#### What to produce
Give again, word for word, only the lines from the one containing "Could you point at the butterfly leg" through the final line.

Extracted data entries
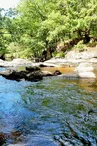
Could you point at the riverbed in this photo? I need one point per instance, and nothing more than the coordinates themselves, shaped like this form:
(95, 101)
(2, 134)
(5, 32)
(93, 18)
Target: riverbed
(51, 112)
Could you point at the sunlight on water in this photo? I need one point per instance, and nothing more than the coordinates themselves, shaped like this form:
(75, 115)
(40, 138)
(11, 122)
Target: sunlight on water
(52, 111)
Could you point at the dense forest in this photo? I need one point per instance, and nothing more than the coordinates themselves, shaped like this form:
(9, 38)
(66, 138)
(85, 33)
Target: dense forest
(38, 26)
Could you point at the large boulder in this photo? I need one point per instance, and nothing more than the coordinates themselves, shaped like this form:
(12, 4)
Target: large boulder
(20, 75)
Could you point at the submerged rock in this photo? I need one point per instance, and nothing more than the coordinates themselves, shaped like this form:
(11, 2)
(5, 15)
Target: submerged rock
(19, 75)
(85, 70)
(2, 139)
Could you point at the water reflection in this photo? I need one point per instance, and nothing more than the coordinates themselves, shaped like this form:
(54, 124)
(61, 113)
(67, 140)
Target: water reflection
(63, 110)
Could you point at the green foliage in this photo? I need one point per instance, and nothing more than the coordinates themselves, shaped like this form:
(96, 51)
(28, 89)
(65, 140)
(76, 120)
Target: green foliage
(15, 50)
(79, 46)
(35, 25)
(59, 55)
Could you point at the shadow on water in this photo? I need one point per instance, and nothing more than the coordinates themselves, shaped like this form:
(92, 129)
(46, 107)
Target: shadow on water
(52, 112)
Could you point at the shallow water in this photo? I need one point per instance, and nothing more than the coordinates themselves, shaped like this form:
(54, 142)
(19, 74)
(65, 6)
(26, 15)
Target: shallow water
(51, 112)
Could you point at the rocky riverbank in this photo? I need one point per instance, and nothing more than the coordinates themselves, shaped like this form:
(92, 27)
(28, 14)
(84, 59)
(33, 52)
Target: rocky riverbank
(84, 62)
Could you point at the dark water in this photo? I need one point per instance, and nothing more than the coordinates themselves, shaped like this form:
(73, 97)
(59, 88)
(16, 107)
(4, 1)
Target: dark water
(52, 112)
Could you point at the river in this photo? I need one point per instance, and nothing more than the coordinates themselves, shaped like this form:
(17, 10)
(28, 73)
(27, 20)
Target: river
(51, 112)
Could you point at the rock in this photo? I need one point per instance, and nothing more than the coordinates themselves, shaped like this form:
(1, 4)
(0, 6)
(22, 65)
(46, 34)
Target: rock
(2, 139)
(57, 72)
(84, 67)
(81, 55)
(86, 75)
(47, 73)
(31, 69)
(34, 76)
(85, 70)
(19, 75)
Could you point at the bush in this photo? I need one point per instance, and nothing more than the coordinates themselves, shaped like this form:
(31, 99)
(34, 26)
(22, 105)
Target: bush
(59, 54)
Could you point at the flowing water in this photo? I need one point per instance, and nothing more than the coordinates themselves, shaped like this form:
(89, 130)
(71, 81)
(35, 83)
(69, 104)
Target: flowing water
(51, 112)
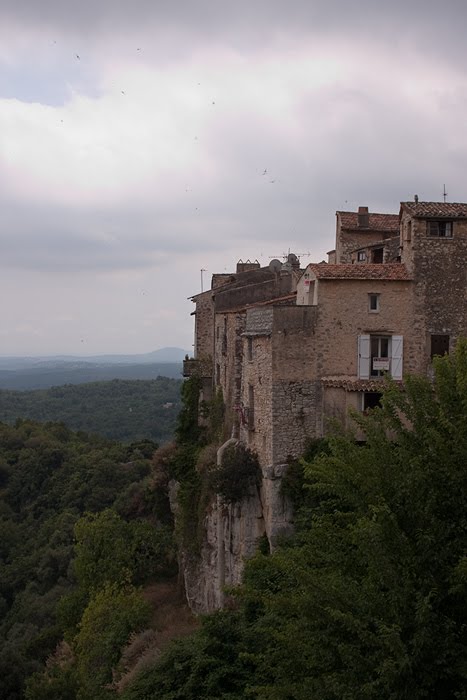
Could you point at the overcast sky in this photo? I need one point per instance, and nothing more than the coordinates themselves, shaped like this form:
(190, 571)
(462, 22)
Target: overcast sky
(142, 141)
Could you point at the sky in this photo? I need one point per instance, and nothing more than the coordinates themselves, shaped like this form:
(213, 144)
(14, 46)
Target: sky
(147, 144)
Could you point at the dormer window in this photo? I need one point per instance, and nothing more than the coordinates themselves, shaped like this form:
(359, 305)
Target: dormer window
(440, 229)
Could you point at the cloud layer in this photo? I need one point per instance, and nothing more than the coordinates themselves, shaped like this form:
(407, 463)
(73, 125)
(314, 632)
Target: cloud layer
(142, 142)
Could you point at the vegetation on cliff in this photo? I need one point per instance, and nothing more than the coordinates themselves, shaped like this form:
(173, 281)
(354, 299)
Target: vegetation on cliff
(82, 526)
(369, 598)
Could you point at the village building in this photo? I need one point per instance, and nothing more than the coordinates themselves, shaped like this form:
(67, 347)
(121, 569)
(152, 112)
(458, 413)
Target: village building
(293, 349)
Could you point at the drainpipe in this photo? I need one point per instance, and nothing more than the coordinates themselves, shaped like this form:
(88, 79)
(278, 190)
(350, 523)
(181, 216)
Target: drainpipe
(220, 528)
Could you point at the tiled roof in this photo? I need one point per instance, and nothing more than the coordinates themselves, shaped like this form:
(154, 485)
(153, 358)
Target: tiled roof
(438, 210)
(377, 222)
(361, 271)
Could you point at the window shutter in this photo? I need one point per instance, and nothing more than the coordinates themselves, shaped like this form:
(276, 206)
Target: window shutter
(364, 356)
(397, 348)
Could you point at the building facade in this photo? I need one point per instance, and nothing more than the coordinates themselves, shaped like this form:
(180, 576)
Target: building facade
(293, 349)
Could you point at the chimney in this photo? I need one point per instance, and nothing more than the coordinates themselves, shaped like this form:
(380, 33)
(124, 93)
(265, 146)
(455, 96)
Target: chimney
(247, 266)
(363, 217)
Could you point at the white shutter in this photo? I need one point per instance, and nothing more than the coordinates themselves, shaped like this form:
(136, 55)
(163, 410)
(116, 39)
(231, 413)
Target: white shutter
(397, 349)
(364, 356)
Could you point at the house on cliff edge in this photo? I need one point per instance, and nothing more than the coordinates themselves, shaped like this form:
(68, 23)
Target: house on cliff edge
(292, 348)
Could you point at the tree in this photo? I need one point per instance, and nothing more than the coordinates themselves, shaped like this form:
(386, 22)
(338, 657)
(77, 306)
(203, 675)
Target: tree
(369, 600)
(111, 615)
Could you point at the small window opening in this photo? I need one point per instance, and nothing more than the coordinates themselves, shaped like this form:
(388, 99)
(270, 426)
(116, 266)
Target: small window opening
(373, 303)
(377, 255)
(370, 400)
(380, 348)
(251, 408)
(440, 229)
(439, 345)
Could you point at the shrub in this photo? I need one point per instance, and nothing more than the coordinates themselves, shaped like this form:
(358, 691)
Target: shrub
(238, 474)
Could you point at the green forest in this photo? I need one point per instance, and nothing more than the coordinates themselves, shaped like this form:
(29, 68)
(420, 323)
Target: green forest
(119, 409)
(367, 600)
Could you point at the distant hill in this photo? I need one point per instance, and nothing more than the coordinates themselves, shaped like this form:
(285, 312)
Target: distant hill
(163, 355)
(125, 410)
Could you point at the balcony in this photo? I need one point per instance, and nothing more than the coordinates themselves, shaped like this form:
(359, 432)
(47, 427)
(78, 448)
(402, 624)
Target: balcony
(197, 367)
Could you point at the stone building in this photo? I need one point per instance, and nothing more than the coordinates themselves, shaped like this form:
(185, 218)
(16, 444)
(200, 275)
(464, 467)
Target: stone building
(293, 349)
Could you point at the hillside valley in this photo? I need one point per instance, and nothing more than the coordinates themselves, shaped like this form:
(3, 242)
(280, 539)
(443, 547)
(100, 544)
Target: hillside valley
(120, 409)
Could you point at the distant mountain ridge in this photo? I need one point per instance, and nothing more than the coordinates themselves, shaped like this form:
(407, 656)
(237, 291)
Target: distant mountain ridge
(162, 355)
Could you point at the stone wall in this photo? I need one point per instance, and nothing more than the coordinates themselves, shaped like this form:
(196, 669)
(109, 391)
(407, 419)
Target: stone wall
(440, 266)
(343, 315)
(204, 325)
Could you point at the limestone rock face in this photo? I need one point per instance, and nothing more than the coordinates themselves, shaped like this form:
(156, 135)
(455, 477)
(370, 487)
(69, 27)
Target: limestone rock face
(231, 535)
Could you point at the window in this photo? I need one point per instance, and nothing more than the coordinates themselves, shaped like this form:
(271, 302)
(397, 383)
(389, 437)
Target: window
(439, 345)
(373, 303)
(377, 255)
(370, 399)
(380, 357)
(440, 229)
(378, 354)
(251, 408)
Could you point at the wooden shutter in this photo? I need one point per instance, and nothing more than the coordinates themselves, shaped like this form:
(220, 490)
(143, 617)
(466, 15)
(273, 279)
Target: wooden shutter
(364, 356)
(397, 349)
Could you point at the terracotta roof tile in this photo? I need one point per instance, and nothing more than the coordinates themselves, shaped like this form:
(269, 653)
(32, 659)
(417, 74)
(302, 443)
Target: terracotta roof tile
(377, 222)
(361, 271)
(438, 210)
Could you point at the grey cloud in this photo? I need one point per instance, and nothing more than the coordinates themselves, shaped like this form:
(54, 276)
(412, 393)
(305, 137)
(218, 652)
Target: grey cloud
(357, 20)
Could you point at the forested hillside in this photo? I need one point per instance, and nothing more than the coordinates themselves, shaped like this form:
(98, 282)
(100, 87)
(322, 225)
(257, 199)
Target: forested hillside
(122, 410)
(57, 373)
(83, 525)
(366, 601)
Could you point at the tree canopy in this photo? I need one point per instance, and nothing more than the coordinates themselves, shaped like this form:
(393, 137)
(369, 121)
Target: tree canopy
(368, 599)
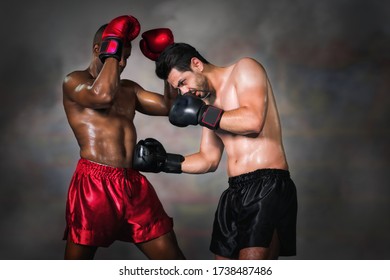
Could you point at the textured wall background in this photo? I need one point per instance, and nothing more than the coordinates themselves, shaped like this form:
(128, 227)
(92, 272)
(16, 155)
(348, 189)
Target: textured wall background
(328, 61)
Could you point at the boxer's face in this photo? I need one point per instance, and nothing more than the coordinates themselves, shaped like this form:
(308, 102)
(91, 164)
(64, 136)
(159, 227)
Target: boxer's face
(189, 82)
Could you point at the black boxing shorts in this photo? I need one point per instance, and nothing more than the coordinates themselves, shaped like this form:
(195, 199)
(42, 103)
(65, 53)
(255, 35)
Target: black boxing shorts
(254, 205)
(108, 203)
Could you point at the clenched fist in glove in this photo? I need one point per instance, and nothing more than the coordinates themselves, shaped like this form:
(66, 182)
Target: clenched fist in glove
(191, 110)
(154, 41)
(150, 156)
(118, 33)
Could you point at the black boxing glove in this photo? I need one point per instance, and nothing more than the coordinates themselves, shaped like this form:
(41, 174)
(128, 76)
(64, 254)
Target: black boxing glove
(150, 156)
(191, 110)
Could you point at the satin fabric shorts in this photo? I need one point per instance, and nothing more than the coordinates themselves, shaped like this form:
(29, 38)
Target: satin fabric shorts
(105, 204)
(254, 205)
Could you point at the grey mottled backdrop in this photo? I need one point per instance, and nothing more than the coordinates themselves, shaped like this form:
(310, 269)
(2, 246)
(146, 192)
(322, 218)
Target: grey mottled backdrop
(328, 61)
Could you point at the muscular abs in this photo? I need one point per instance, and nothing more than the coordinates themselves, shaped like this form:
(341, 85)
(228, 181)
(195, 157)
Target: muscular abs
(258, 151)
(105, 136)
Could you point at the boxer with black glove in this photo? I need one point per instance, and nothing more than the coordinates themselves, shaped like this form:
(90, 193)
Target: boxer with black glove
(150, 156)
(154, 41)
(191, 110)
(118, 34)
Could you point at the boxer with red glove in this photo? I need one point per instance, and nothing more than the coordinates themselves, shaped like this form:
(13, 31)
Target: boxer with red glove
(154, 41)
(150, 156)
(191, 110)
(118, 34)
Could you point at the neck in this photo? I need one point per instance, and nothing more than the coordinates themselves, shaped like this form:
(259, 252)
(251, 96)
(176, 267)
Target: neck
(215, 75)
(95, 67)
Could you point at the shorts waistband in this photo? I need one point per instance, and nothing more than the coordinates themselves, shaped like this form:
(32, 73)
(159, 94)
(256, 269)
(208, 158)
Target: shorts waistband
(257, 174)
(89, 166)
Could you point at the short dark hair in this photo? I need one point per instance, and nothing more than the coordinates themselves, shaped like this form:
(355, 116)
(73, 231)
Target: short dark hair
(97, 39)
(178, 56)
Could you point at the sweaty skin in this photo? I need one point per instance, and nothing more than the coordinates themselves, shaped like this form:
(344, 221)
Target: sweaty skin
(101, 112)
(100, 108)
(250, 129)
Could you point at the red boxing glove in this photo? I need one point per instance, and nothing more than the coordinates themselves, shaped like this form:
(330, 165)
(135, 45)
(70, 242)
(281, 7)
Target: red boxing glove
(120, 31)
(155, 41)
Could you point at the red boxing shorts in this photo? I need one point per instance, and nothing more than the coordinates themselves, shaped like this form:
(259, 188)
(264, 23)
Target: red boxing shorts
(105, 204)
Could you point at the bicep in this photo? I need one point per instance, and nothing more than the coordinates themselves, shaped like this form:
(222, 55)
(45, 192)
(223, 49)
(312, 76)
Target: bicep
(150, 103)
(251, 86)
(209, 155)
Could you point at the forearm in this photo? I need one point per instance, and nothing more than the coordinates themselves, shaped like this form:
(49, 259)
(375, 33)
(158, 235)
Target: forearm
(170, 95)
(197, 164)
(107, 82)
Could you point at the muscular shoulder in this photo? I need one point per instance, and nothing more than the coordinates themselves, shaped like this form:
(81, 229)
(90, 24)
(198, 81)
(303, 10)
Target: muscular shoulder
(74, 79)
(248, 65)
(248, 70)
(130, 85)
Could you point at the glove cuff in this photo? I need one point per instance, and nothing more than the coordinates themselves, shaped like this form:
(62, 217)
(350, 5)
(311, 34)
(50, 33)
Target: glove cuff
(173, 163)
(211, 117)
(111, 47)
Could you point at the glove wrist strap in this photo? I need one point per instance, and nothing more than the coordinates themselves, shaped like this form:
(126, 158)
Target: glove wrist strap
(173, 163)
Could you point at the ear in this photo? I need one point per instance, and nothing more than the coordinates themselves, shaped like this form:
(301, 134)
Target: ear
(96, 49)
(196, 64)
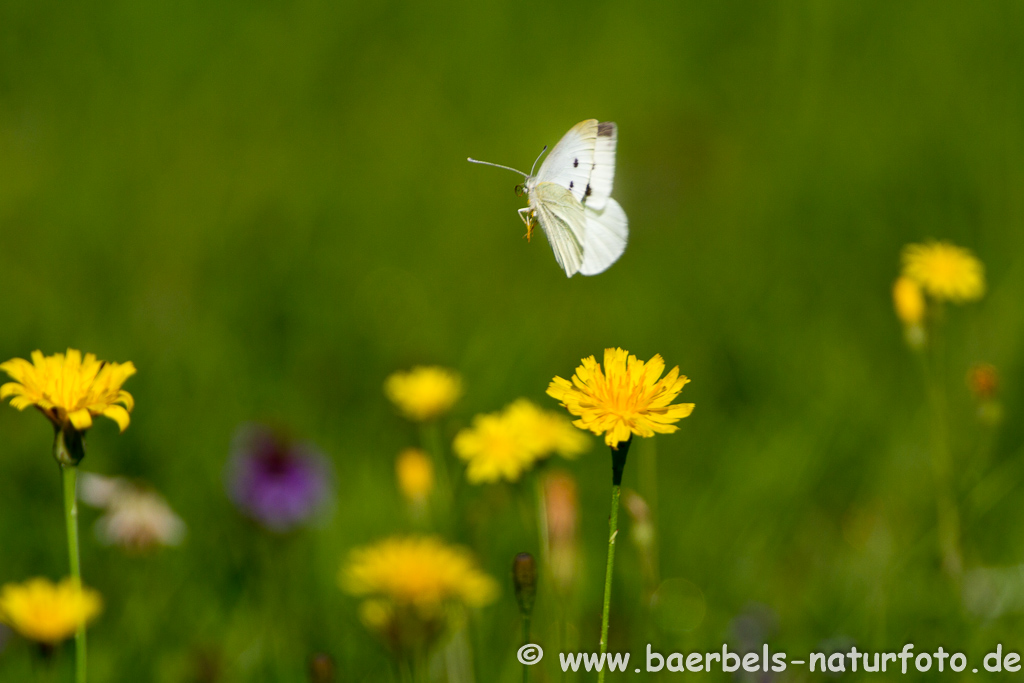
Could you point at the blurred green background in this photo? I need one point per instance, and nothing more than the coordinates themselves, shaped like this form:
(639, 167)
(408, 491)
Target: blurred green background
(265, 206)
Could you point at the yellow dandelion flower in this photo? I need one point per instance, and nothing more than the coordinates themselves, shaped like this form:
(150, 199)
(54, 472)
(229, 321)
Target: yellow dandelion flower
(415, 473)
(908, 301)
(425, 392)
(945, 270)
(626, 398)
(983, 381)
(546, 432)
(70, 390)
(46, 612)
(495, 447)
(418, 572)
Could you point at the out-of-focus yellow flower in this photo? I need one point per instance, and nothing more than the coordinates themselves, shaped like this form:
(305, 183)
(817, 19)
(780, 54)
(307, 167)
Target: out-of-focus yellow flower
(425, 392)
(419, 572)
(416, 475)
(983, 381)
(626, 398)
(546, 431)
(945, 271)
(504, 444)
(46, 612)
(494, 449)
(908, 300)
(70, 390)
(984, 384)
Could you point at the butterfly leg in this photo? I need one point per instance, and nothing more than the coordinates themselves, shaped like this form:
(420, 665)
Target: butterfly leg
(526, 214)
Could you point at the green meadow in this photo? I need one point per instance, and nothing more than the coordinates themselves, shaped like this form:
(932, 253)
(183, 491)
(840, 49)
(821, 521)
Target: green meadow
(266, 207)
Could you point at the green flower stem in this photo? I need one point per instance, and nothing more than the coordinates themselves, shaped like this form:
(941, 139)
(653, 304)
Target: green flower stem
(947, 513)
(525, 639)
(430, 437)
(617, 465)
(612, 532)
(70, 475)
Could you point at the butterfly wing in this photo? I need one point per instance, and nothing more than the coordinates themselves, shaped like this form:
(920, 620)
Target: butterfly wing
(606, 233)
(563, 221)
(571, 162)
(601, 178)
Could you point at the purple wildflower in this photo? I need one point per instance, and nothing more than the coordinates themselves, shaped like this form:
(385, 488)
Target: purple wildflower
(278, 482)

#### Exercise answer
Could you point at the butterfly leg in this photo? I need one point per instance, and nothing more than the coordinates themselves, shaped like this form:
(420, 665)
Target: butterfly leg
(526, 214)
Could you point at the green meadow in this photo? I need one point per instance, and nothing more than the coordinates themselves, shaped like this form:
(932, 253)
(183, 491)
(840, 49)
(821, 521)
Target: green meadow
(266, 207)
Could you point at the green flower stem in this photo? I need one point per instance, and nothing more than the coordinates themselves, shaped like this form:
(941, 139)
(653, 304)
Target: green flower stem
(947, 513)
(525, 639)
(430, 437)
(617, 465)
(612, 532)
(70, 475)
Could you point at the butterfly wing in this photo? I need one point per instance, and nothing more than the coordinates themselves, shaped like this form:
(920, 620)
Target: butterfly wing
(606, 233)
(563, 221)
(571, 162)
(601, 178)
Could you point at the purple wildflower in this photo? I need one point per instance, and nothing more than the coordinates themselves, shaped like this form:
(385, 488)
Target: purple wildflower
(278, 482)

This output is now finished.